Pull out each line of the records holding the string "eyeglasses".
◆ ◆ ◆
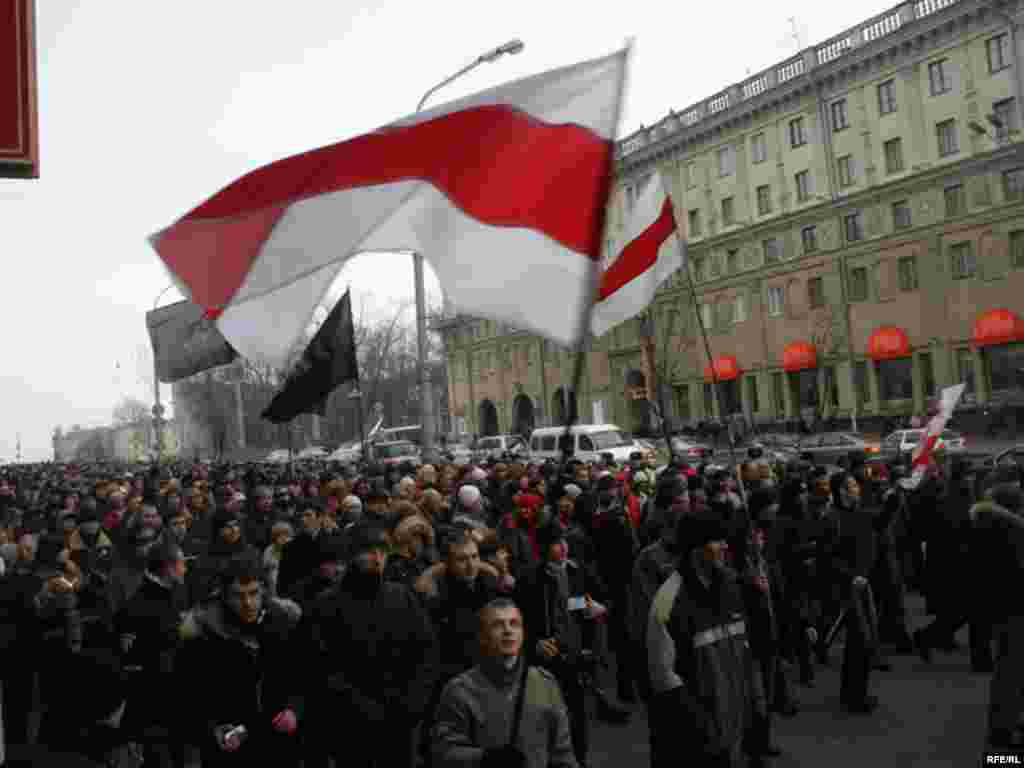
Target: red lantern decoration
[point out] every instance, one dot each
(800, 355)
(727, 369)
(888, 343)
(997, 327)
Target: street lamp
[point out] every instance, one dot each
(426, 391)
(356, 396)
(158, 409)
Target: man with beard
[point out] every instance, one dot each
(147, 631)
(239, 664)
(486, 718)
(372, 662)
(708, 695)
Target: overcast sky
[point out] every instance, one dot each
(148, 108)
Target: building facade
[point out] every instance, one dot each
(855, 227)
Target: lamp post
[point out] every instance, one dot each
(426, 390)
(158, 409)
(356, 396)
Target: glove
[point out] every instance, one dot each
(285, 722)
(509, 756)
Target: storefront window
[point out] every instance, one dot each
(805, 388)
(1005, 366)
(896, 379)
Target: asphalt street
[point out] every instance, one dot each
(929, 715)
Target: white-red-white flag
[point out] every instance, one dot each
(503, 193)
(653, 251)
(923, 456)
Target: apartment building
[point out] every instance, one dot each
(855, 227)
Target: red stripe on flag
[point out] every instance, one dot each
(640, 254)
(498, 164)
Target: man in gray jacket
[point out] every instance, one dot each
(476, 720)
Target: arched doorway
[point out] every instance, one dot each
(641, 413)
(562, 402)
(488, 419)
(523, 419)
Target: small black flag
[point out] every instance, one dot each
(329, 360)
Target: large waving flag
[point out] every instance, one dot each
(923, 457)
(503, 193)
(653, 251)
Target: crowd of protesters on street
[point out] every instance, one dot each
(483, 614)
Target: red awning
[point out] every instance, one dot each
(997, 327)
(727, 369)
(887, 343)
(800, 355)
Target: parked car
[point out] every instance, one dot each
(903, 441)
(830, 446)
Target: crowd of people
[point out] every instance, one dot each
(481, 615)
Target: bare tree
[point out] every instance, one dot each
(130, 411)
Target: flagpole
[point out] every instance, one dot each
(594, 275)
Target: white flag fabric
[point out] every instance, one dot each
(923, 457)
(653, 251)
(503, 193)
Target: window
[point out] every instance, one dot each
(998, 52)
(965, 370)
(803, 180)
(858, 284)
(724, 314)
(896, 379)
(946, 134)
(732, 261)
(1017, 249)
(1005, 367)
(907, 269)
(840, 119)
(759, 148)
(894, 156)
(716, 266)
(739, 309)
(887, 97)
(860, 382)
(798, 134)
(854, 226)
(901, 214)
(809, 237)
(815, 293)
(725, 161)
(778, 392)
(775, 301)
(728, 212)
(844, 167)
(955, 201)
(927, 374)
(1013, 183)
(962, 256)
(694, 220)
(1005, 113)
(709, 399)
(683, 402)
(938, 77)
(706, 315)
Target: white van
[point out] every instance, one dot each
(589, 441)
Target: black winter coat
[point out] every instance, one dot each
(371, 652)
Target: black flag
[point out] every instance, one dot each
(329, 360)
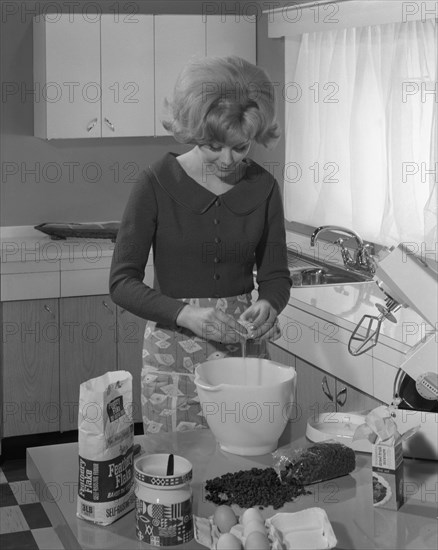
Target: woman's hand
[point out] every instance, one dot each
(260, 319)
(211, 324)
◆ ◆ ◆
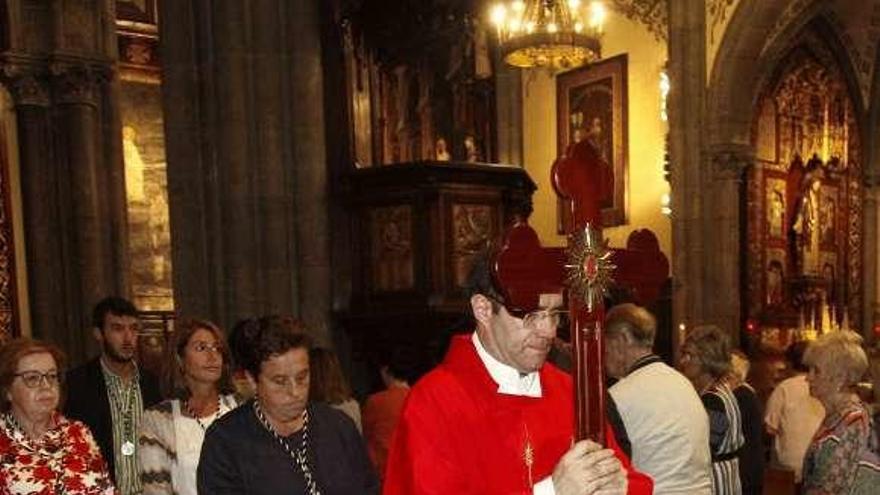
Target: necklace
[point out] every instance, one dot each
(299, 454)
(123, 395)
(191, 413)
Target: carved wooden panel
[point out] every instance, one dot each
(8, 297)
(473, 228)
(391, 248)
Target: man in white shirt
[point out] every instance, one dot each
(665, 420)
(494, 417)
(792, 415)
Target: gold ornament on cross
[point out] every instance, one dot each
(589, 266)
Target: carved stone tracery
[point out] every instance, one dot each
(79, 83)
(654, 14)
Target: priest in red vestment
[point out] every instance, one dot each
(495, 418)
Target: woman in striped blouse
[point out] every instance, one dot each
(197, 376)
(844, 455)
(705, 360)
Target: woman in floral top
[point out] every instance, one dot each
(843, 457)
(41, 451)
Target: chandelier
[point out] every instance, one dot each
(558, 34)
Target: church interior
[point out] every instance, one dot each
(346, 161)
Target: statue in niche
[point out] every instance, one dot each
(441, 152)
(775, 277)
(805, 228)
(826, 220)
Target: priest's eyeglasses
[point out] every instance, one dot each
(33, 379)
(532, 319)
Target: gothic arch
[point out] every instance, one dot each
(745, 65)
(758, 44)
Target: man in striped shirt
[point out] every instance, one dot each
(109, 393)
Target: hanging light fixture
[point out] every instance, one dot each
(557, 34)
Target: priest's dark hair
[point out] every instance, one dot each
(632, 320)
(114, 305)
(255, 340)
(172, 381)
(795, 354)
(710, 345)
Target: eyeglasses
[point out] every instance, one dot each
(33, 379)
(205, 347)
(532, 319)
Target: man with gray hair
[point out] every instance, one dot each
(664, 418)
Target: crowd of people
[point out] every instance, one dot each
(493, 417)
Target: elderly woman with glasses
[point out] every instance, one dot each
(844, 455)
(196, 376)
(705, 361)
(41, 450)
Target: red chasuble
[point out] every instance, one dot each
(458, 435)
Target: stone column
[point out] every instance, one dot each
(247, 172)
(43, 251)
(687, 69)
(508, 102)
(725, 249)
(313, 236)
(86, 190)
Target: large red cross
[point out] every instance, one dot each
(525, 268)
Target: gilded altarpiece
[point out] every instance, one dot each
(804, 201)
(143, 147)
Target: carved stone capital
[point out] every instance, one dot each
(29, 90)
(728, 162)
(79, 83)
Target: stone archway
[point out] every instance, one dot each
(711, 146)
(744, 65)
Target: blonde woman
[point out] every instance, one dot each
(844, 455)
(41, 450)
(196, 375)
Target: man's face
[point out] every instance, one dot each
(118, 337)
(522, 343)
◆ ◆ ◆
Task output:
Target: priest's eyeglasses
Target: eyeglasses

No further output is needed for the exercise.